Please rewrite the lines of the items below as a JSON list of strings, one string per line, with blank lines and the pictures left out.

─── Task input

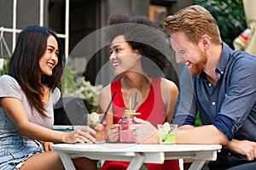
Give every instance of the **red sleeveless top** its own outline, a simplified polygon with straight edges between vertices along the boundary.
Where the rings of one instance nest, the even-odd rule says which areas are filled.
[[[121,115],[124,114],[125,110],[128,109],[125,106],[120,80],[119,79],[111,83],[111,95],[113,96],[114,92],[117,93],[112,105],[113,113],[114,114],[114,124],[119,123]],[[161,95],[160,82],[161,77],[152,79],[147,99],[137,109],[137,112],[141,113],[137,117],[147,120],[155,127],[157,124],[164,123],[166,118],[166,106]],[[101,170],[125,170],[129,163],[129,162],[105,161]],[[166,160],[163,164],[147,163],[147,166],[149,170],[179,170],[177,160]]]

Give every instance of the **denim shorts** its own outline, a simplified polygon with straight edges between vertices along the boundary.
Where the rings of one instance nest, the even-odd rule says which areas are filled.
[[[43,144],[20,136],[0,139],[0,169],[19,169],[19,165],[32,155],[44,152]]]

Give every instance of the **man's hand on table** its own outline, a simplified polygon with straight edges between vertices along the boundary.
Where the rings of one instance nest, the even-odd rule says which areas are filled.
[[[230,150],[234,153],[247,156],[248,161],[256,158],[256,143],[249,140],[232,139],[224,148]]]

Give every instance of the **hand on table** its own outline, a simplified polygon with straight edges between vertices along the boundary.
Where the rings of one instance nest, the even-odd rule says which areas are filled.
[[[96,131],[88,126],[81,126],[72,133],[65,133],[63,141],[65,143],[88,143],[92,144],[96,141]]]
[[[44,142],[44,151],[50,151],[51,150],[51,144],[53,144],[53,142]]]

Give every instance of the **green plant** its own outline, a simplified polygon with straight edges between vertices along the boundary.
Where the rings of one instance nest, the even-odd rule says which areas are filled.
[[[77,76],[77,73],[71,67],[64,71],[64,83],[62,84],[63,97],[78,97],[85,99],[86,109],[90,112],[98,111],[98,99],[102,85],[94,86],[84,76]]]
[[[10,56],[0,56],[0,59],[4,60],[3,67],[2,70],[0,70],[0,76],[8,74],[9,63]]]
[[[233,47],[233,41],[247,28],[242,0],[195,0],[217,20],[222,39]]]

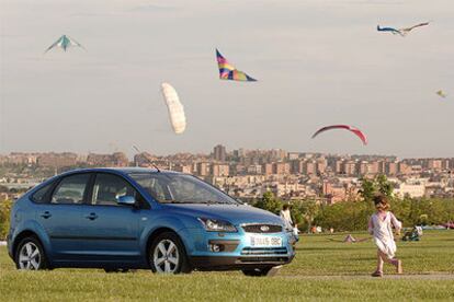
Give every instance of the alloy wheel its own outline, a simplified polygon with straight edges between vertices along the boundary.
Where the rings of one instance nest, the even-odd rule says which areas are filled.
[[[33,242],[25,243],[19,252],[20,269],[37,270],[41,267],[41,252]]]
[[[173,274],[178,269],[179,262],[178,246],[171,240],[164,239],[156,245],[152,263],[157,272]]]

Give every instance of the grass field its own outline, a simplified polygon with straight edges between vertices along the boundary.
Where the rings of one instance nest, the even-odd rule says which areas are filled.
[[[372,241],[339,242],[345,234],[304,235],[295,260],[276,277],[240,272],[157,276],[147,270],[105,274],[95,269],[18,271],[0,248],[1,301],[86,300],[453,300],[454,231],[427,231],[421,242],[399,242],[404,276],[368,277]],[[366,234],[354,234],[366,237]]]

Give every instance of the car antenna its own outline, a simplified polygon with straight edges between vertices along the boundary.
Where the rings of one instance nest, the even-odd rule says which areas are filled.
[[[137,153],[141,153],[141,151],[140,151],[140,149],[138,149],[136,146],[134,146],[133,144],[133,149],[135,150],[135,151],[137,151]],[[160,170],[159,170],[159,167],[152,162],[152,161],[150,161],[147,156],[146,156],[146,159],[147,159],[147,161],[158,171],[158,172],[161,172]],[[136,162],[136,166],[137,166],[137,162]]]

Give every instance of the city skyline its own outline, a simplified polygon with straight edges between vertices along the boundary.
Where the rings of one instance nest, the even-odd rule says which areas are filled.
[[[454,91],[452,1],[3,0],[1,8],[0,153],[130,156],[133,144],[195,153],[223,141],[230,150],[454,155],[454,102],[435,94]],[[405,38],[375,31],[420,21],[433,22]],[[61,34],[88,51],[43,56]],[[216,47],[259,82],[219,81]],[[181,136],[169,125],[163,81],[185,106]],[[362,129],[368,146],[342,131],[310,139],[338,123]]]

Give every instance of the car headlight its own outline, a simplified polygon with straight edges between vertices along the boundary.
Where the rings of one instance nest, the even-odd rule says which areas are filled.
[[[211,218],[198,218],[198,221],[202,223],[208,232],[237,232],[237,228],[228,221],[211,219]]]

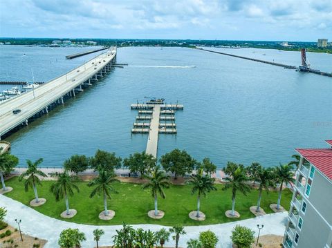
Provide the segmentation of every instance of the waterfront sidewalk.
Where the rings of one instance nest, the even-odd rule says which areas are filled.
[[[86,241],[82,242],[82,247],[89,248],[93,247],[95,245],[93,231],[96,228],[102,229],[105,231],[105,235],[102,237],[100,245],[101,246],[109,245],[113,244],[112,237],[116,234],[116,230],[122,227],[119,225],[86,225],[54,219],[3,195],[0,195],[0,207],[6,208],[8,213],[5,221],[9,225],[16,227],[17,224],[15,220],[21,219],[22,220],[21,228],[24,233],[48,240],[45,248],[58,247],[57,240],[60,232],[67,228],[78,228],[84,232],[86,237]],[[232,247],[230,236],[232,229],[237,225],[248,227],[256,231],[258,224],[264,225],[264,228],[261,231],[261,236],[266,234],[283,236],[287,222],[287,216],[288,212],[282,212],[225,224],[186,227],[187,235],[180,238],[179,246],[186,247],[187,241],[190,238],[198,238],[201,231],[210,229],[219,238],[218,248]],[[135,228],[142,227],[144,229],[151,229],[154,231],[158,231],[163,227],[163,226],[157,225],[134,225],[133,226]],[[257,236],[257,233],[255,234]],[[174,242],[170,240],[170,242],[166,243],[165,246],[174,247]]]

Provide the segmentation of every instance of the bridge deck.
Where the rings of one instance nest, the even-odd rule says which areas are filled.
[[[66,74],[43,84],[35,89],[35,93],[30,90],[1,104],[0,137],[91,79],[103,70],[116,55],[116,50],[110,49]],[[21,112],[14,115],[12,111],[17,108]]]

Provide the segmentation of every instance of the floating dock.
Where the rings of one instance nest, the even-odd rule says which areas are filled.
[[[149,133],[145,153],[157,158],[159,133],[176,134],[174,114],[176,110],[183,109],[183,105],[163,102],[156,104],[137,103],[131,104],[131,108],[138,111],[131,133]],[[143,122],[138,122],[140,120]]]

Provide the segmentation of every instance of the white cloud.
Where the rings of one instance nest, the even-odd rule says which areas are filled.
[[[300,5],[294,0],[11,0],[1,1],[0,11],[2,37],[289,40],[294,35],[315,40],[332,36],[331,0]]]

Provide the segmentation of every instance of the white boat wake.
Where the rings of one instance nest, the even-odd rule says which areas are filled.
[[[195,68],[196,66],[128,66],[128,67],[139,67],[139,68]]]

──────

» Solution:
[
  "Give every instance of the **red sleeveless top** its own outline, a simplified polygon with straight edges between vertices along the boundary.",
  "Where the rings of one instance nest, the even-odd rule says which areas are filled.",
  "[[[121,115],[124,114],[125,110],[128,109],[125,106],[120,80],[119,79],[111,83],[111,95],[113,96],[114,92],[117,93],[112,105],[113,113],[114,114],[114,124],[119,123]],[[161,95],[160,82],[161,77],[152,79],[147,99],[137,109],[137,112],[141,113],[137,117],[147,120],[155,127],[157,124],[164,123],[166,118],[166,106]],[[101,170],[125,170],[129,163],[129,162],[105,161]],[[166,160],[163,164],[147,163],[147,166],[149,170],[179,170],[177,160]]]",
  "Give every instance of the **denim shorts** its own outline, a simplified polygon with straight edges between vertices along the boundary.",
  "Where the rings of one instance nest, the even-odd rule says which areas are filled.",
  "[[[43,144],[20,136],[0,139],[0,169],[19,169],[19,165],[32,155],[44,152]]]",
  "Give every instance of the **man's hand on table** its own outline, a simplified polygon with straight edges between vertices along the boundary.",
  "Where the rings of one instance nest, the even-odd rule says which areas are filled.",
  "[[[230,150],[234,153],[247,156],[248,161],[256,158],[256,143],[249,140],[232,139],[224,148]]]",
  "Give every instance of the **hand on table** its own outline, a simplified polygon with straight edges between vertices along the boundary.",
  "Where the rings of one instance nest, the even-odd rule says which areas are filled.",
  "[[[96,131],[88,126],[81,126],[72,133],[65,133],[63,141],[65,143],[88,143],[92,144],[96,141]]]",
  "[[[44,142],[44,151],[50,151],[51,150],[51,144],[53,144],[53,142]]]",
  "Give every instance of the **green plant** its own outline, a simplified polygon with straight edges between vertices along the boundary.",
  "Where the rings of one instance nest, the even-odd rule says which areas are filled.",
  "[[[77,76],[77,73],[71,67],[64,71],[64,83],[62,84],[63,97],[78,97],[85,99],[86,109],[90,112],[98,111],[98,99],[102,85],[94,86],[84,76]]]",
  "[[[10,56],[0,56],[0,59],[4,60],[3,67],[2,70],[0,70],[0,76],[8,74],[9,63]]]",
  "[[[233,47],[233,41],[247,28],[242,0],[195,0],[217,20],[222,39]]]",
  "Give every instance of the alloy wheel its own outline, a simplified polygon with straight edges between vertices along the boundary.",
  "Where the rings of one instance nest, the even-odd rule says which areas are filled.",
  "[[[33,242],[25,243],[19,252],[20,269],[37,270],[41,267],[41,252]]]",
  "[[[173,274],[178,269],[179,262],[178,246],[171,240],[164,239],[156,245],[152,263],[157,272]]]",
  "Give every instance of the grass field its own outline, a simplified polygon with straight edges between vertices along the boundary.",
  "Where the rings of one instance nest, the even-odd rule says which areas are filled.",
  "[[[372,241],[339,242],[345,234],[304,235],[295,260],[276,277],[240,272],[157,276],[147,270],[105,274],[95,269],[18,271],[0,248],[1,301],[86,300],[453,300],[454,231],[427,231],[421,242],[399,242],[404,276],[368,277]],[[366,234],[354,234],[366,237]]]",
  "Give every instance of the car antenna its own outline, a simplified polygon with straight edges between vertices along the boundary.",
  "Where the rings of one instance nest, the even-odd rule says which areas are filled.",
  "[[[137,153],[141,153],[141,151],[140,151],[140,149],[138,149],[136,146],[134,146],[133,144],[133,149],[135,150],[135,151],[137,151]],[[160,170],[159,170],[159,167],[152,162],[152,161],[150,161],[147,156],[146,156],[146,159],[147,159],[147,161],[158,171],[158,172],[161,172]],[[136,162],[136,166],[137,166],[137,162]]]",
  "Give every instance of the city skyline its own outline, a simplified polygon with straight edges between vertices along the boundary.",
  "Where the rings of one instance nest, the even-odd rule says which areas are filled.",
  "[[[454,91],[452,1],[3,0],[1,8],[0,153],[130,156],[133,144],[195,153],[223,141],[230,150],[454,155],[454,102],[435,94]],[[405,38],[375,31],[420,21],[433,22]],[[61,34],[88,51],[43,56]],[[216,47],[259,82],[219,81]],[[181,136],[169,125],[163,81],[185,106]],[[362,129],[368,146],[342,131],[310,139],[338,123]]]",
  "Give every instance of the car headlight its own outline, a simplified polygon with straight edges between vertices along the boundary.",
  "Where the rings of one instance nest, the even-odd rule says which areas are filled.",
  "[[[211,218],[198,218],[198,221],[202,223],[208,232],[237,232],[237,228],[228,221],[211,219]]]",
  "Provide the segmentation of every instance of the waterfront sidewalk.",
  "Where the rings of one instance nest, the even-odd rule says which areas are filled.",
  "[[[86,241],[82,242],[82,247],[89,248],[93,247],[95,245],[93,231],[96,228],[102,229],[105,231],[105,235],[102,237],[100,245],[101,246],[109,245],[113,244],[112,237],[116,234],[116,230],[122,227],[119,225],[86,225],[54,219],[3,195],[0,195],[0,207],[6,208],[8,213],[5,221],[9,225],[16,227],[17,224],[15,220],[21,219],[22,220],[21,228],[24,233],[48,240],[45,248],[58,247],[57,240],[60,232],[67,228],[78,228],[84,232],[86,237]],[[232,247],[230,236],[232,229],[237,225],[248,227],[256,231],[258,224],[264,225],[264,228],[261,231],[261,236],[266,234],[283,236],[287,222],[287,216],[288,212],[282,212],[225,224],[186,227],[187,235],[180,238],[179,246],[186,247],[187,241],[190,238],[198,238],[201,231],[210,229],[219,238],[218,248]],[[135,228],[142,227],[144,229],[151,229],[154,231],[158,231],[163,227],[163,226],[157,225],[134,225],[133,226]],[[257,236],[257,233],[255,234]],[[174,242],[170,240],[170,242],[166,243],[165,246],[174,247]]]",
  "Provide the segmentation of every instance of the bridge deck.",
  "Where the rings of one instance nest, the even-odd rule says which areas are filled.",
  "[[[66,74],[43,84],[35,89],[35,93],[30,90],[1,104],[0,137],[91,79],[103,70],[116,55],[116,50],[110,49]],[[21,112],[14,115],[12,111],[17,108]]]",
  "Provide the segmentation of every instance of the floating dock.",
  "Where the rings of one instance nest, the even-odd rule says which areas are filled.",
  "[[[149,133],[145,153],[157,158],[159,133],[176,134],[174,114],[176,110],[183,109],[183,105],[163,102],[156,104],[137,103],[131,104],[131,108],[138,111],[131,133]],[[143,122],[138,122],[140,120]]]",
  "Provide the segmentation of every instance of the white cloud.",
  "Where the rings of one instance nest, the even-odd rule says which areas are filled.",
  "[[[300,5],[294,0],[11,0],[1,1],[0,11],[2,37],[289,40],[294,35],[315,40],[332,36],[331,0]]]",
  "Provide the segmentation of every instance of the white boat wake.",
  "Where the rings of one instance nest, the even-odd rule says which areas are filled.",
  "[[[195,68],[196,66],[128,66],[128,67],[139,67],[139,68]]]"
]